═════ Excerpted text
Users of Tandem Diabetes Care’s insulin pumps now have a new way to monitor the pumps’ data and manage their equipment.
After being unveiled during the American Diabetes Association’s annual scientific sessions in June, the Tandem Source platform has now begun its full launch in the U.S., the company announced Tuesday, with an international rollout slated to kick off next year.
“The launch of Tandem Source offers new, easy-to-use reports and the consolidation of several platforms and features into a single, convenient location for all our customers’ needs,” Tandem CEO John Sheridan said in the announcement, adding that early feedback about the platform has been “overwhelmingly positive.”
Anyone in the U.S. who uses a Tandem pump—as well as their respective healthcare providers—will now have access to the Source platform. On the patient side, insulin dosage data will automatically transfer from the pump to the platform, by way of the t:connect mobile app, where it’ll be compiled into three reports for a doctor’s perusal.
Patients will also be able to use the platform to access new software updates for their pumps and to reorder supplies as needed.
Plus, in an interview with Fierce Medtech during the ADA conference earlier this year, Elizabeth Gasser, Tandem’s chief strategy officer, said that Source will play an even bigger role in simplifying diabetes management for patients and doctors—by ultimately fueling updates to the company’s automated insulin dosing algorithm.
“Once we’re doing this well, once we’re pulling data into the backend properly and in a very well-structured fashion, it becomes much easier for us at Tandem to use that to drive iteration on the algorithm,” Gasser said.
“We can run simulations; we can look at whether devices are performing well; we can look at outcomes across different groups of users,” she continued. “And then we can also use that data to have conversations with payers about our capacity to improve outcomes for their populations with our algorithms.”
══════════
═════ Entries supplied
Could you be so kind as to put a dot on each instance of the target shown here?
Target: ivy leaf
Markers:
══════════
═════ Entries supplied
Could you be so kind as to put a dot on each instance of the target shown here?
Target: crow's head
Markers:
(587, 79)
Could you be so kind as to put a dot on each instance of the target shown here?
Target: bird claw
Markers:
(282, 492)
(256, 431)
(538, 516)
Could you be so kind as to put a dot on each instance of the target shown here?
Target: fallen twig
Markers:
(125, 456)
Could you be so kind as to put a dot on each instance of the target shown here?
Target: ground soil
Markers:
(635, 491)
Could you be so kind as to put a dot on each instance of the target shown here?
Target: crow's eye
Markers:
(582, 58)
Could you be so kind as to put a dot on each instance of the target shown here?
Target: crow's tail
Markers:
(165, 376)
══════════
Assignment A: Reproduce the Tandem Source article word for word from "Patients will also" to "insulin dosing algorithm.".
Assignment B: According to the Tandem Source article, which mobile app transfers insulin dosage data from the pump to the platform?
Rely only on the Tandem Source article for what comes next.

Worked solution A:
Patients will also be able to use the platform to access new software updates for their pumps and to reorder supplies as needed.
Plus, in an interview with Fierce Medtech during the ADA conference earlier this year, Elizabeth Gasser, Tandem’s chief strategy officer, said that Source will play an even bigger role in simplifying diabetes management for patients and doctors—by ultimately fueling updates to the company’s automated insulin dosing algorithm.

Worked solution B: The t:connect mobile app.